Replacing a toilet in the TV preacher’s Houston megachurch, the plumber found cash-stuffed envelopes squirreled away in a wall.

HOUSTON (CN) — A Houston plumber who found a trove of stolen cash and checks in the wall of a megachurch, and returned it all to the church, received a $20,000 reward Tuesday.

A man who identified himself only as Justin the plumber called into a Houston radio show Thursday after the hosts asked listeners to share tales about valuable things they had randomly found.

He said he was sent Nov. 10 to replace a toilet at televangelist Joel Osteen’s Lakewood Church in Houston.

“There was a loose toilet in the wall, and we removed the tile. We went to go remove the toilet, and I moved some insulation away and about 500 envelopes fell out of the wall,” he recounted on 100.3 FM’s “The Morning Bullpen with George Mo and Erik.”

He said he immediately notified his supervisor and gave the church the envelopes.

Houston police announced Friday that dates on the recovered checks indicated the cache was connected to a theft of $600,000 in checks, money orders and cash from the church’s safe in March 2014.

“The investigation is ongoing. No other information is being released at this time,” HPD said on Twitter.

Justin’s find rekindled the case that had gone cold after Crime Stoppers Houston offered a $5,000 reward and Lakewood Church pitched in $20,000, leading the church, which filed an insurance claim for the stolen funds shortly after the heist, to switch the $20,000 to a donation to the crime-fighting organization.

That one-time $25,000 reward was on Justin’s mind when he called into the radio show Thursday, as he half-jokingly said, “I need some compensation," and griped no one from the church had thanked him, though church officials said a few days later they had thanked him several times the day of his discovery.

He called the radio hosts back Monday for a second interview. “I’m not here to blast anybody. Joel, I don’t know him personally,” he said of Osteen.

“It’s just something that happened at the facility, at that time,” he added. “There’s a lot of people speculating, ‘Oh he’s [Osteen’s] a crook or whatever. But you know I don’t think that. But I don’t know. I don’t know the guy. All I know is I was just there to do a job and something like this unraveled and it’s gone from there.”

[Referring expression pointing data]
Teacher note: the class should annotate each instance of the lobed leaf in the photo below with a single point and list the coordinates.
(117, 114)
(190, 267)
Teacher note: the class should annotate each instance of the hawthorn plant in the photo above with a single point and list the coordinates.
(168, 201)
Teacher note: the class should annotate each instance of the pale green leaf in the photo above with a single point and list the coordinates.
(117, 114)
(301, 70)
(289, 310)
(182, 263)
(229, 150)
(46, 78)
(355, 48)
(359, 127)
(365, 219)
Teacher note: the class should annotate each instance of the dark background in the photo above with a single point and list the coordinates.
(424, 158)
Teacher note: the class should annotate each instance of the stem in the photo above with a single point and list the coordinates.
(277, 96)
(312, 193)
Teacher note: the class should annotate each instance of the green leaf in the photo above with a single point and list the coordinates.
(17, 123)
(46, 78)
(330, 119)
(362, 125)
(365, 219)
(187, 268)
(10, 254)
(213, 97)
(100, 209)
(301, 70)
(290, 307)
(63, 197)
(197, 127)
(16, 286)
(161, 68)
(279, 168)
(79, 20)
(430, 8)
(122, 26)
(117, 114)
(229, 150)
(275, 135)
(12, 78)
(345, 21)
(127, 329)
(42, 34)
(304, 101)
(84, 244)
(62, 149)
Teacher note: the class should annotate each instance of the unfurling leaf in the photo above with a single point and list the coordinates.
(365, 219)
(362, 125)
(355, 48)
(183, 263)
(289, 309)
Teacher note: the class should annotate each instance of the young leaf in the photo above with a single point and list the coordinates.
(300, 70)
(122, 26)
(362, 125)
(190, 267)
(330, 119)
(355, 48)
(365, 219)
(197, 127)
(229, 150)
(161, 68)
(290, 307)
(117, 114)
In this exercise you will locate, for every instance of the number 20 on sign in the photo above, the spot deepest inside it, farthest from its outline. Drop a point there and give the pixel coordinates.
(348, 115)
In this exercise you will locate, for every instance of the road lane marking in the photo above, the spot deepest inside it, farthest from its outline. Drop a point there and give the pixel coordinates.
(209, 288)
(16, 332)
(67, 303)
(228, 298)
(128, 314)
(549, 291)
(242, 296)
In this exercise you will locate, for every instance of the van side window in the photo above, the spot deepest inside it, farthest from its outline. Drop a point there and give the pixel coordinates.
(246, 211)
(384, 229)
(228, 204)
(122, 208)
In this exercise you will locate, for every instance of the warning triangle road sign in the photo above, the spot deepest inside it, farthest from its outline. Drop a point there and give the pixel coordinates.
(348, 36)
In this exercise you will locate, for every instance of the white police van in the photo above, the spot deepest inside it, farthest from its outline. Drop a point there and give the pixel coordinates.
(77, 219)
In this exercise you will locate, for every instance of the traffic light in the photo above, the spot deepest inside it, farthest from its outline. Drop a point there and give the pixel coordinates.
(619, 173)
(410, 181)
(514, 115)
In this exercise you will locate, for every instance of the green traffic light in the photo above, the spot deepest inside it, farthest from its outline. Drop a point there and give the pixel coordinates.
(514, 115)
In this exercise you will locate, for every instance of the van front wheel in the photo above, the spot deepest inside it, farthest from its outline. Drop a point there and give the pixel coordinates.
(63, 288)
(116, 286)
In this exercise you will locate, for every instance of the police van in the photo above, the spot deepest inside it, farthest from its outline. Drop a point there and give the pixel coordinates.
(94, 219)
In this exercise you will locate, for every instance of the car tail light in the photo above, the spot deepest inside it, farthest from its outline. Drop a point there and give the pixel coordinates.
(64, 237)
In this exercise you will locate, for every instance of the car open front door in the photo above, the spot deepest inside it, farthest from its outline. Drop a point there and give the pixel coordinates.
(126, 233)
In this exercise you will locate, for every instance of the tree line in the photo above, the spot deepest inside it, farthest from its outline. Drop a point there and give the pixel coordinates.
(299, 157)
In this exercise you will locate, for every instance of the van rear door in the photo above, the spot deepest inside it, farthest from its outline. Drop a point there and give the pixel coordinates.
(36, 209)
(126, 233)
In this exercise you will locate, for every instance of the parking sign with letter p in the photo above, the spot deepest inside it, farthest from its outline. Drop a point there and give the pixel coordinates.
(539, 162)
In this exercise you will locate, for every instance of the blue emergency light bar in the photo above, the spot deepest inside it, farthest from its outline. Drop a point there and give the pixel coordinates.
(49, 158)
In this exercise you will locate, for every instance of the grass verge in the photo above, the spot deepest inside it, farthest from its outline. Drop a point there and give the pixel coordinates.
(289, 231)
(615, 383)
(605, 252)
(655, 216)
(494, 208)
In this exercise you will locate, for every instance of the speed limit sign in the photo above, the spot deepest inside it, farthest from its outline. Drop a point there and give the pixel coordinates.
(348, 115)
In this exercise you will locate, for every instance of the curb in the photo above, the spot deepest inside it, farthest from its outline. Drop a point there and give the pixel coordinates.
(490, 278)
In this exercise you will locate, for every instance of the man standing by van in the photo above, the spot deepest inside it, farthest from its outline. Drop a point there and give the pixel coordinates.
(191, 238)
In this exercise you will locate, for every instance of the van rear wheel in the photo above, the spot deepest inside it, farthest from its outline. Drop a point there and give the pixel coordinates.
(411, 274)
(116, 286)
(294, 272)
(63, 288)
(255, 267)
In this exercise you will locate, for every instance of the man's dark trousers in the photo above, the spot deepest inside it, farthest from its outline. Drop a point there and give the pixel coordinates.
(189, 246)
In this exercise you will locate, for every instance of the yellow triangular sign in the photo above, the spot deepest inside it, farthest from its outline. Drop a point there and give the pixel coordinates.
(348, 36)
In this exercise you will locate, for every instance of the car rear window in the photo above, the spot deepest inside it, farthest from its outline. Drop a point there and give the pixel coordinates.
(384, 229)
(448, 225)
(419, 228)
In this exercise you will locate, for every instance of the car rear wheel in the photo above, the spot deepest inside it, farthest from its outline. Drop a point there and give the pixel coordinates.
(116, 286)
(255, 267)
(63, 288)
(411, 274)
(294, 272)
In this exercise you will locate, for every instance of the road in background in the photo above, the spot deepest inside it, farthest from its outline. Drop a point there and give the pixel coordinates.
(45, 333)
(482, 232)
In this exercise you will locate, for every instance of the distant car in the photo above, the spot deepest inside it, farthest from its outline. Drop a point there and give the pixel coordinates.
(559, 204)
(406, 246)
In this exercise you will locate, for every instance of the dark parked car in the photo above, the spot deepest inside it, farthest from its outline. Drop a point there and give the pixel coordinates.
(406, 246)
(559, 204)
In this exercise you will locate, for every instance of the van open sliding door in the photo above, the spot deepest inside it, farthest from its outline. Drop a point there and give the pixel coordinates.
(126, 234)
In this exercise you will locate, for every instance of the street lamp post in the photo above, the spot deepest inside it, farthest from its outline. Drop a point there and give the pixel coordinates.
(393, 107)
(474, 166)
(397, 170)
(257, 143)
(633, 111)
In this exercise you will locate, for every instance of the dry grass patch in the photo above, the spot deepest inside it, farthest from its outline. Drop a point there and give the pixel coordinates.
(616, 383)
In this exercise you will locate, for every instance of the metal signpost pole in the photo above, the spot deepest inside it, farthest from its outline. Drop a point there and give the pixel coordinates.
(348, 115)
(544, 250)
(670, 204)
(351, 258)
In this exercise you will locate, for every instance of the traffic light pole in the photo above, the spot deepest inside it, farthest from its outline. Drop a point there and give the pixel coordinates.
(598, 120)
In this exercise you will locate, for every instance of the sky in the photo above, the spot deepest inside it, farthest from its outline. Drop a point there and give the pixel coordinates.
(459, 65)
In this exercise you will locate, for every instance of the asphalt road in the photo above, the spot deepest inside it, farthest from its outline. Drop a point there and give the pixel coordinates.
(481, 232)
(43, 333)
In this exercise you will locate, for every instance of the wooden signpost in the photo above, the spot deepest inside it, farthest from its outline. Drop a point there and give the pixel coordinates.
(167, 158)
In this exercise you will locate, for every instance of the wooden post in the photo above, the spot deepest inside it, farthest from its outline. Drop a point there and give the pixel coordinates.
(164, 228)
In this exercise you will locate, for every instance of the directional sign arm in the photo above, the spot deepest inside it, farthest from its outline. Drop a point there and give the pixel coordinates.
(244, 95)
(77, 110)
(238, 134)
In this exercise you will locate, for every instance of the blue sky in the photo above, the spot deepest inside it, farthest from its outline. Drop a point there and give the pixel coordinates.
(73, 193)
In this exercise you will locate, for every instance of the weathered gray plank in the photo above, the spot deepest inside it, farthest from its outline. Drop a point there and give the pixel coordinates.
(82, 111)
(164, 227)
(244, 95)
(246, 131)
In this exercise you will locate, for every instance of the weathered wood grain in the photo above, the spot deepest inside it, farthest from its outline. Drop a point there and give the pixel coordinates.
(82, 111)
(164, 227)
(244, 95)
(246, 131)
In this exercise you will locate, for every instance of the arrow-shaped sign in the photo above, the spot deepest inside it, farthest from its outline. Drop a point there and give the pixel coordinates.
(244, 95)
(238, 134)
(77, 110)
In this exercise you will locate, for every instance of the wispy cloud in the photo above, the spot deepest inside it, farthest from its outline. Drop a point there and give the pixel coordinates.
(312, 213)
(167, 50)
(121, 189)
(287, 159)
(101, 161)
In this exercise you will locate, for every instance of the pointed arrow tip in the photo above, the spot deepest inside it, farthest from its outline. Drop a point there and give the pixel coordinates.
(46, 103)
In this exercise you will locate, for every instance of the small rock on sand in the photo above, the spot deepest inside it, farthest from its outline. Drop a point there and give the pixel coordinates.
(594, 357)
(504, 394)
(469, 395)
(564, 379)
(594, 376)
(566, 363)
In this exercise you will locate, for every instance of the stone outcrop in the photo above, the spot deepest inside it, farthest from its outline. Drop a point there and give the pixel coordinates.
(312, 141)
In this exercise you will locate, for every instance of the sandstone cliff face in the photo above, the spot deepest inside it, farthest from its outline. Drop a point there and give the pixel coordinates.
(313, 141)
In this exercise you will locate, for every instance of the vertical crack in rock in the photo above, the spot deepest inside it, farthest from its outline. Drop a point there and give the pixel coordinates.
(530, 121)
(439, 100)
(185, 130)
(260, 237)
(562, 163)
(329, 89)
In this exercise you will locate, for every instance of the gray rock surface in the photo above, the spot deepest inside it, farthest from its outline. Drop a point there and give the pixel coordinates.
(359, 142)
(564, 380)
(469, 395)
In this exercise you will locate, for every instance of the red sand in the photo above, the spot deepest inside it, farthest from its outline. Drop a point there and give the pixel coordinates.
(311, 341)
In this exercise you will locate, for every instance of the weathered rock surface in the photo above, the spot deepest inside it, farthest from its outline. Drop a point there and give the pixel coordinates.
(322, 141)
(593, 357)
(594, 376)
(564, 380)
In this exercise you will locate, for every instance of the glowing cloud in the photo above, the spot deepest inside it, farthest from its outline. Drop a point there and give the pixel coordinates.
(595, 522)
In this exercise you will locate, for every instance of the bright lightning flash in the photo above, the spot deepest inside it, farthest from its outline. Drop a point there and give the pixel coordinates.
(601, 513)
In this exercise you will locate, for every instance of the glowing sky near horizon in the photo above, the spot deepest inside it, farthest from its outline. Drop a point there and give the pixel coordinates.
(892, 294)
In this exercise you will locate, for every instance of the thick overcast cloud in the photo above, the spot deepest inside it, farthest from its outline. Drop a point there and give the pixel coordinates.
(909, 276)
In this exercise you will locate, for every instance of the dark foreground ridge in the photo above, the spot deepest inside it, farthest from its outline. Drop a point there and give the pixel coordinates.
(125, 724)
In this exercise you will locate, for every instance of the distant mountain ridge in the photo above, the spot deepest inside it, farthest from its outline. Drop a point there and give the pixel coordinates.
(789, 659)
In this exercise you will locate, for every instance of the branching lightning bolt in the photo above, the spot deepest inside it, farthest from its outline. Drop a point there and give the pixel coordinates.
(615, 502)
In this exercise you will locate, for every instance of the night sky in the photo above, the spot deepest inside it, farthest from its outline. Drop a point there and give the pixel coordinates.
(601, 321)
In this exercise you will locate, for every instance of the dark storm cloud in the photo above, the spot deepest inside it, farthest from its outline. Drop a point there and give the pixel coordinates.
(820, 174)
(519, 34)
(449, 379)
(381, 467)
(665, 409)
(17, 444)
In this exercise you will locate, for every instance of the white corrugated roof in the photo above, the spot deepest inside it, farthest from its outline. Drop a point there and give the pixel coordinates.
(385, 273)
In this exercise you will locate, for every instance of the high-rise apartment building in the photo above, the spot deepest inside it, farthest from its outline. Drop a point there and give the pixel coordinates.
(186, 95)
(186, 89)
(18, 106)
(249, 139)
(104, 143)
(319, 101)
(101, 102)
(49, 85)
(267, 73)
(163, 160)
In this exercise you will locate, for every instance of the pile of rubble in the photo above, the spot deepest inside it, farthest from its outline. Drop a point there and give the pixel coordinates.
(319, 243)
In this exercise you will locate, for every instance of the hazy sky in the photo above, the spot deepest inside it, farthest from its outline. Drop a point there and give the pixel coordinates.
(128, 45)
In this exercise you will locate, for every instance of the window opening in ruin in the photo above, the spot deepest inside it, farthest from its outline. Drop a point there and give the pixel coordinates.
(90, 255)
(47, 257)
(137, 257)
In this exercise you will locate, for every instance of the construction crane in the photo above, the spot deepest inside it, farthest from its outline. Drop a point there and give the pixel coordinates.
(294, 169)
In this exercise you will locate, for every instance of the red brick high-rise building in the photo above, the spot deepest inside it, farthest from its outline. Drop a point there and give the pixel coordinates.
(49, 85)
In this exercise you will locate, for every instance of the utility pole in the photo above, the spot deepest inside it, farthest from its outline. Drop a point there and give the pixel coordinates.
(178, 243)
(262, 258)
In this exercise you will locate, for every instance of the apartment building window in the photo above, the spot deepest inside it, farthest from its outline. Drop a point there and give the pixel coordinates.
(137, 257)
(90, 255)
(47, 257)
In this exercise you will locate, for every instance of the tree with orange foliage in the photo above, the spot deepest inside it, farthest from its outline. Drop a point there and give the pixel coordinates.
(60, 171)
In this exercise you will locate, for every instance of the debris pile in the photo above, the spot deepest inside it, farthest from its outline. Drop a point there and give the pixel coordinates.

→ **EXERCISE PROMPT**
List each different dollar amount that the article about the Houston plumber mentions, in the order they first appear.

→ **ANSWER BOX**
$20,000
$600,000
$5,000
$25,000